**Raw records:**
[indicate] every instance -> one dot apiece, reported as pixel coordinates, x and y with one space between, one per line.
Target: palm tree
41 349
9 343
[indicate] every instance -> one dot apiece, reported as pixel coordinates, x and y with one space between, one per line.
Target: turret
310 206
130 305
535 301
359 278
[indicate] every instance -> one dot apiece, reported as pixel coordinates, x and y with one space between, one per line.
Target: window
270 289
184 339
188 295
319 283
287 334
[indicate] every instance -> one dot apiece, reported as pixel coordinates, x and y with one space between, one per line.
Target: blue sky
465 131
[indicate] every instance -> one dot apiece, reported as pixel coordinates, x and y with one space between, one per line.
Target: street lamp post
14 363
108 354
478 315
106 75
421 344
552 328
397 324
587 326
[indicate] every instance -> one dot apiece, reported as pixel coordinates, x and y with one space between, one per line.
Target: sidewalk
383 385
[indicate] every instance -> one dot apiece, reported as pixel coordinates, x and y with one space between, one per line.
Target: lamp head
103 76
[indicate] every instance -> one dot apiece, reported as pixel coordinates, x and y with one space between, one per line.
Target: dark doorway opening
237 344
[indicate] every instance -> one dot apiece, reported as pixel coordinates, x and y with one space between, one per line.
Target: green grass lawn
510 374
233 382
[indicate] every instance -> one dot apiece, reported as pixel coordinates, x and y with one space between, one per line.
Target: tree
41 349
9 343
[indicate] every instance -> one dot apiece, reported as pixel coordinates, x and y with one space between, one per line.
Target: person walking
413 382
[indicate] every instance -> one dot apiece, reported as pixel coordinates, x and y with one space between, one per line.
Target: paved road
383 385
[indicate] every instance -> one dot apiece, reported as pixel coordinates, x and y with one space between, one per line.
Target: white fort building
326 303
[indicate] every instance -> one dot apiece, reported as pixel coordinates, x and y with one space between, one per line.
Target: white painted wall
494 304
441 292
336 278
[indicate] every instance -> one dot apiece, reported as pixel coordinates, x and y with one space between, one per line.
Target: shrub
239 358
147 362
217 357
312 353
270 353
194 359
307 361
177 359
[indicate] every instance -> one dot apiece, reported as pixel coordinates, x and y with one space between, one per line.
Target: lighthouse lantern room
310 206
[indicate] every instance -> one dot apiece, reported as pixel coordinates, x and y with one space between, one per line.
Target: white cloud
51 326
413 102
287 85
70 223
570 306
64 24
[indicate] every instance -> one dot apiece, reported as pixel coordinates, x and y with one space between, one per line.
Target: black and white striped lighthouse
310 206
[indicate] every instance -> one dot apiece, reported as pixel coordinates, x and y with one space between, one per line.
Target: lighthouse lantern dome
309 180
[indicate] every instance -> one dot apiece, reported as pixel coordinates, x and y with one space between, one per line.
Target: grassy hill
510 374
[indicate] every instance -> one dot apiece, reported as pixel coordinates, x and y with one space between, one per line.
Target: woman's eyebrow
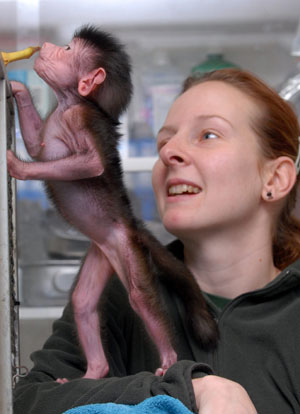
205 117
166 129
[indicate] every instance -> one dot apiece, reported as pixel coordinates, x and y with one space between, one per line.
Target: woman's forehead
214 98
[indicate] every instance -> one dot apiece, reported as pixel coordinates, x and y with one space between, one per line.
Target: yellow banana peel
21 54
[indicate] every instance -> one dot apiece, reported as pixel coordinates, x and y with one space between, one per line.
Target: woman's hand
216 395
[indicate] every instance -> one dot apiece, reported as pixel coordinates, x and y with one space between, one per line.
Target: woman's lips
179 187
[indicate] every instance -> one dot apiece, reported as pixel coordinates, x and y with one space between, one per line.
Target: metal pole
9 337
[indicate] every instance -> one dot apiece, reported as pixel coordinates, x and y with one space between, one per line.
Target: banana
22 54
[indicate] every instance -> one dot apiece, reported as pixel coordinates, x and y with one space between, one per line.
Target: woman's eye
209 135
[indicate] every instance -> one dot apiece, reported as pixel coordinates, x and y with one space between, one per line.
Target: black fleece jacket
258 348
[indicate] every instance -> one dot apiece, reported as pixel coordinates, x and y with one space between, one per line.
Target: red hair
278 130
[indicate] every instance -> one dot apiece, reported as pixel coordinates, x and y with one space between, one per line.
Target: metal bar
9 337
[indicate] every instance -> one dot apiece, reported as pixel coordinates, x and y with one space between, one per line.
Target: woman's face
207 176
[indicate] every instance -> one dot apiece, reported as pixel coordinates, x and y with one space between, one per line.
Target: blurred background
167 40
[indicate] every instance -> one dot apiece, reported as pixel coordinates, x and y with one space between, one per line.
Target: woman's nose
174 153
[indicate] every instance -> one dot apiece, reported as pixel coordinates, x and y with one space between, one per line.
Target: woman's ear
88 83
279 178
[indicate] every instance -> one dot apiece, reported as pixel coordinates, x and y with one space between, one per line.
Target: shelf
54 312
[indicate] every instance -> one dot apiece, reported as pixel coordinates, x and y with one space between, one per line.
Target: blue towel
161 404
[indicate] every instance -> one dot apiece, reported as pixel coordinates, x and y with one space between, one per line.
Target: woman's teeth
183 188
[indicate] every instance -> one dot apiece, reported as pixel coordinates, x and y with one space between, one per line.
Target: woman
225 186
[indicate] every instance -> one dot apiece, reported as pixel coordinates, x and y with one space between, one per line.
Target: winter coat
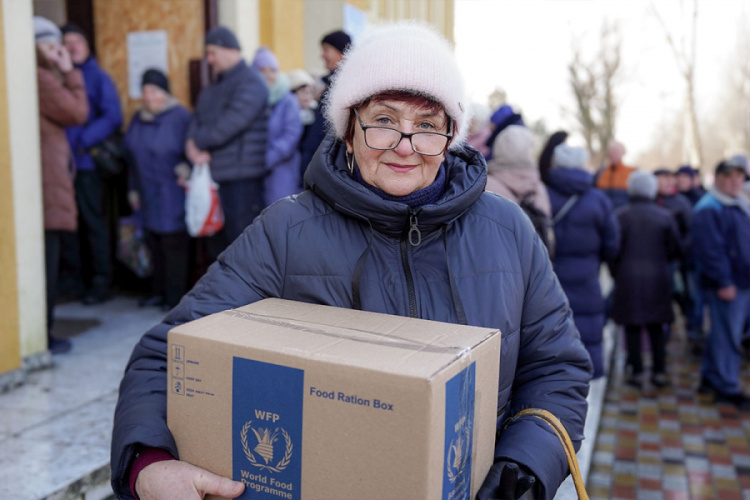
514 183
512 172
693 195
721 244
231 123
104 118
157 143
62 103
282 156
681 209
585 237
338 243
643 282
613 181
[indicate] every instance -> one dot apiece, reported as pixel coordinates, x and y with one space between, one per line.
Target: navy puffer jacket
479 262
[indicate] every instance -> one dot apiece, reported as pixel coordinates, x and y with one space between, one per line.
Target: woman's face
399 171
154 98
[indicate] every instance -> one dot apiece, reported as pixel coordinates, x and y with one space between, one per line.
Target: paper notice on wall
146 50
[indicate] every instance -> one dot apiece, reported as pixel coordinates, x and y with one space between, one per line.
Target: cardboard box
301 401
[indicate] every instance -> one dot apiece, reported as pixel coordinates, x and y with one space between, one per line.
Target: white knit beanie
46 31
405 55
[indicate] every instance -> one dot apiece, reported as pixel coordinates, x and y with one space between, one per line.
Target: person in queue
397 221
156 139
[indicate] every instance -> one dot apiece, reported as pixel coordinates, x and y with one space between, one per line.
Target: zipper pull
415 235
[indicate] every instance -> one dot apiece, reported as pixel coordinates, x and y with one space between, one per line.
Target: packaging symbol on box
302 401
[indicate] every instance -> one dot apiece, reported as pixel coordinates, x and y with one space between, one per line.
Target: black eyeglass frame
364 127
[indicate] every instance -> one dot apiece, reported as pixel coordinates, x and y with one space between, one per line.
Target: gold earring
350 163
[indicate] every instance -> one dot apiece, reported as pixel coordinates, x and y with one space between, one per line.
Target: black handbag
109 156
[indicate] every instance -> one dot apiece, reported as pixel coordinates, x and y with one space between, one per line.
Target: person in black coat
643 285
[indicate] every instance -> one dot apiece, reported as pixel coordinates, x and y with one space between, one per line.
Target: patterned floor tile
671 444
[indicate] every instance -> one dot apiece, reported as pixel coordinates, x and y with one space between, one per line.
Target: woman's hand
170 479
507 480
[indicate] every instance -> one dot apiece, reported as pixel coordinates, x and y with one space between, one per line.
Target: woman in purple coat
284 131
156 139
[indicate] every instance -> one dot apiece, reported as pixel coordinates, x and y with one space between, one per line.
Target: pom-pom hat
407 56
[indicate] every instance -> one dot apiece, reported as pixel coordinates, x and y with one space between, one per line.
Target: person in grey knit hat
395 220
642 273
642 184
586 234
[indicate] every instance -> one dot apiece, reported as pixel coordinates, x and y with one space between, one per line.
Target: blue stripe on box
459 434
267 429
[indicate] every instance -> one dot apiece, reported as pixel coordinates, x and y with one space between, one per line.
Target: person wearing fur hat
284 131
395 219
721 223
156 139
643 280
512 173
586 234
62 103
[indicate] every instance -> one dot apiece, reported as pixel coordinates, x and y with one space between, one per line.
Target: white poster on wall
146 50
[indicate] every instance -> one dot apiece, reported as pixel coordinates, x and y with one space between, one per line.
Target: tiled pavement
671 443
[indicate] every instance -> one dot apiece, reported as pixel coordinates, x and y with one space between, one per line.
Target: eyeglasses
424 143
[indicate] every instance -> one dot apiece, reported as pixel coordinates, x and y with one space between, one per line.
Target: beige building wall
183 22
243 18
324 16
10 345
23 238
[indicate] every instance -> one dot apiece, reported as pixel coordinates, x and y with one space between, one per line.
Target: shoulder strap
562 434
565 208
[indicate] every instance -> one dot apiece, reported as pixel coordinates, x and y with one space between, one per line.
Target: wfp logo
267 444
458 454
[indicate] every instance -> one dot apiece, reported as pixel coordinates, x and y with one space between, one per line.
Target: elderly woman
284 131
395 220
643 284
156 139
62 103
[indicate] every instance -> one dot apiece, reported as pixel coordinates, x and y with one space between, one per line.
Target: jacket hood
519 182
328 176
569 181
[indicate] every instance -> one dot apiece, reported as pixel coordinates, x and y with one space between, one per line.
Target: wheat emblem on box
266 439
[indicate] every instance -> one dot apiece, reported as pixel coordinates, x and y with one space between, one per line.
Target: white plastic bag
203 214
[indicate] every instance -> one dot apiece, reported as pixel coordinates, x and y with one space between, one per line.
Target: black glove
507 480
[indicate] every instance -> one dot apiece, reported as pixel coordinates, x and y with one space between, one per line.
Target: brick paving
671 443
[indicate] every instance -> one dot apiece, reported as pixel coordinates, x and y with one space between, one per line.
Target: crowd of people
664 238
257 127
490 234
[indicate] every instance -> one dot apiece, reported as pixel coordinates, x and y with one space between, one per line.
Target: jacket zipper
413 237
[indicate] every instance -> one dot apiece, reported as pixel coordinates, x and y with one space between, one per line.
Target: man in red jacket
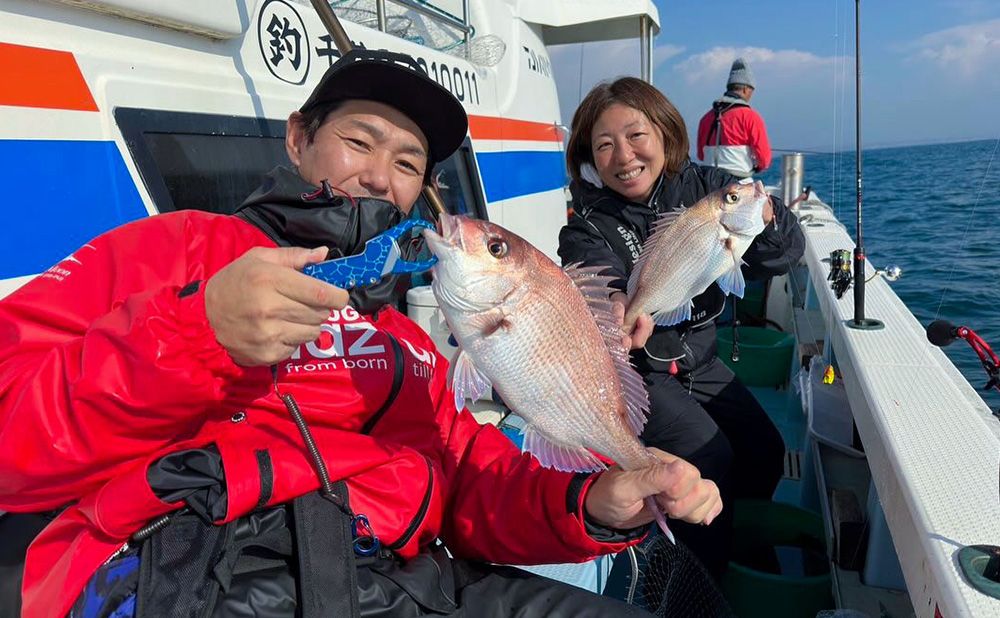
224 435
732 135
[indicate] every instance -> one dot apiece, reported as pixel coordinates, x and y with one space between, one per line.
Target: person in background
297 447
628 157
732 135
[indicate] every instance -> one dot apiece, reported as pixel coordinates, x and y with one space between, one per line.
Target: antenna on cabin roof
859 322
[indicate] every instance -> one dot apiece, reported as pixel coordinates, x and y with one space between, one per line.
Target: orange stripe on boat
36 77
490 127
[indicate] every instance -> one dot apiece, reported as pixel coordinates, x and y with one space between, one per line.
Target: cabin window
201 161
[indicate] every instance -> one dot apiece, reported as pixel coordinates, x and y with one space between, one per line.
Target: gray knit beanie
740 74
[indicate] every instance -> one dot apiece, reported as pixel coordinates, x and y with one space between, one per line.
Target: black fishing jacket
607 229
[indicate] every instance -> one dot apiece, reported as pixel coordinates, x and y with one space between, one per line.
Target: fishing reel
840 271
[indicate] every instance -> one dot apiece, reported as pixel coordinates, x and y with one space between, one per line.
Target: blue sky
930 68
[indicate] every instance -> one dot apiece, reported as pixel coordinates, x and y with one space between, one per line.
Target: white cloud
713 66
970 50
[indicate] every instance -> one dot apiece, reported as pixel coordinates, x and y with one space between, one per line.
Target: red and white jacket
743 150
105 367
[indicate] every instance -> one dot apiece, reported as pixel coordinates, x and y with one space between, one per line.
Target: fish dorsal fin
559 457
656 231
596 292
467 380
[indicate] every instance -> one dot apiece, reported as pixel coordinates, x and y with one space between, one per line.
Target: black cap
396 80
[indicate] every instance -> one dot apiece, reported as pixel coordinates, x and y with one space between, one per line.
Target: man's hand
616 497
261 308
643 324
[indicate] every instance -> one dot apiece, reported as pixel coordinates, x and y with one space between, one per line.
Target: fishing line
965 236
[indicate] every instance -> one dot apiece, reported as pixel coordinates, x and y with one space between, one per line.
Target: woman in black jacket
628 156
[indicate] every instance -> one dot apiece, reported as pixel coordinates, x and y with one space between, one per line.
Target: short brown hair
636 94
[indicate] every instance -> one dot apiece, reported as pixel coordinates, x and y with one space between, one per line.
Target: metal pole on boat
343 42
860 321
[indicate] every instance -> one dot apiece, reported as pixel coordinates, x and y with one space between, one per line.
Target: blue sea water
935 211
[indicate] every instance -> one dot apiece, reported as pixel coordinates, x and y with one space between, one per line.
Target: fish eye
497 247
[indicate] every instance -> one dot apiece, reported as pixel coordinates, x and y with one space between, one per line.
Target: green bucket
779 567
765 354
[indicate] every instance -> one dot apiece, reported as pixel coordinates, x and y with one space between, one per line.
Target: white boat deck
933 445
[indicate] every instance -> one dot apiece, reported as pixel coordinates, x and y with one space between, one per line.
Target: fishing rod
343 42
859 322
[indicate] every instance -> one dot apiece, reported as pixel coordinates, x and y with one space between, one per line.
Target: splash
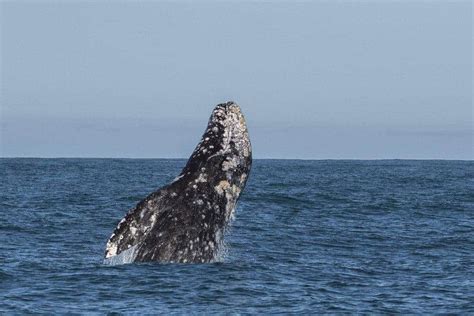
125 257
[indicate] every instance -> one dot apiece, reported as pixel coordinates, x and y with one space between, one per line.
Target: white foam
127 256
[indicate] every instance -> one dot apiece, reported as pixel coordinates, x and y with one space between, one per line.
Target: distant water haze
319 80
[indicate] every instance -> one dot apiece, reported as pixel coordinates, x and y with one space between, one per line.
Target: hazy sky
314 79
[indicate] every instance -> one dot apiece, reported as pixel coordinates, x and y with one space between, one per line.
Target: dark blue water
309 236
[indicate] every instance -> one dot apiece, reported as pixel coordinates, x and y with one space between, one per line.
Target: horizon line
260 158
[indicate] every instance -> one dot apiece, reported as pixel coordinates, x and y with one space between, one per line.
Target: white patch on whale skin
127 256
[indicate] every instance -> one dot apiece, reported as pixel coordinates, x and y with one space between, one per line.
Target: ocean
322 236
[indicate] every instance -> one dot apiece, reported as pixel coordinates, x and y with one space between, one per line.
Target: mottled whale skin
185 220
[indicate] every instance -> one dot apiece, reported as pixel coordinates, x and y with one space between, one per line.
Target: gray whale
185 220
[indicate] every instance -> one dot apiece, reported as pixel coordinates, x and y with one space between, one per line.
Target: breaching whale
185 220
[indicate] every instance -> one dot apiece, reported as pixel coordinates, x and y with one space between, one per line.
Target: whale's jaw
185 220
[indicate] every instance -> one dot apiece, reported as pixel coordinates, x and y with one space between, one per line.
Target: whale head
225 144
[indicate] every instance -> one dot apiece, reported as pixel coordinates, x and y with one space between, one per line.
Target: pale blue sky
315 79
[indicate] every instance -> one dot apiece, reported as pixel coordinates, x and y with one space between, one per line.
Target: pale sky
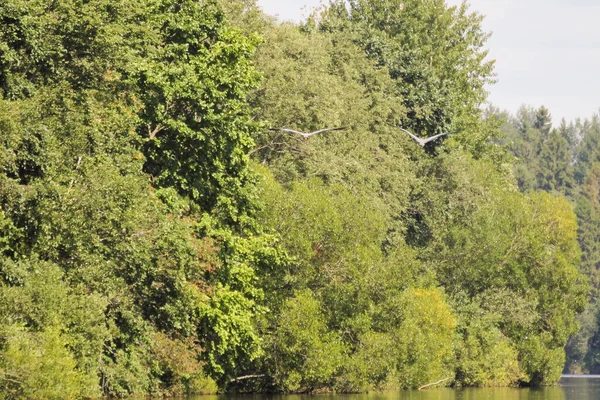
547 52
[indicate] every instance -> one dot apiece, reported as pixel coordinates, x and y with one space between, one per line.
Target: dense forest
158 237
565 161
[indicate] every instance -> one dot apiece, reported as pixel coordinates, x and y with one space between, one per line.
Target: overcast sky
547 52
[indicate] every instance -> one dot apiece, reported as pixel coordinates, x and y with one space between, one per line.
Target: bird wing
429 139
325 130
418 139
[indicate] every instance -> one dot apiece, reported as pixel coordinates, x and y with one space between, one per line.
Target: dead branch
433 383
239 378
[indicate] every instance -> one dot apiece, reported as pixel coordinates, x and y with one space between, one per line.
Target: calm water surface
569 388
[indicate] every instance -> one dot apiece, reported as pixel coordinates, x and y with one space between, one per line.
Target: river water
570 387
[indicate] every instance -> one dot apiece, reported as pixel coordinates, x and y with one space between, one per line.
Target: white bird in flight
423 142
306 135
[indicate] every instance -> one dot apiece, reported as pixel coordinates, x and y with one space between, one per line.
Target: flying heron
305 135
423 142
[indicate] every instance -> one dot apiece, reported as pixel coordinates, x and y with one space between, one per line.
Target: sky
547 52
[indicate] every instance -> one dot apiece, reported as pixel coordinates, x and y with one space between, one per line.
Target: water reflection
569 388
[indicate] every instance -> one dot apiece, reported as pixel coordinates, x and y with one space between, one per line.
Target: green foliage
306 356
143 252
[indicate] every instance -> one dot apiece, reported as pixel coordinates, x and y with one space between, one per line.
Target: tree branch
433 383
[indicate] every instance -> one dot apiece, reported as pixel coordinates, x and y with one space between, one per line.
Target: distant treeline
157 237
564 160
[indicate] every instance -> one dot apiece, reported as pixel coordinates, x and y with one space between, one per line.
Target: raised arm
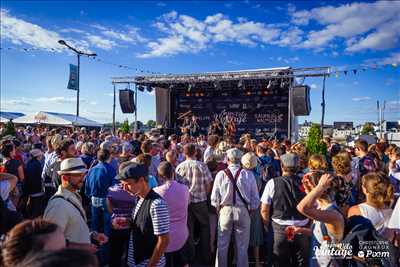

**EXERCISE DIRECTIONS:**
Return, unchanged, each line of the records above that contains the word "person".

**OUTPUT FOR THIS EXERCISE:**
Target: person walking
Target: person in queue
Target: person in black coat
Target: person in grey knit hat
Target: person wearing fur hat
Target: person in background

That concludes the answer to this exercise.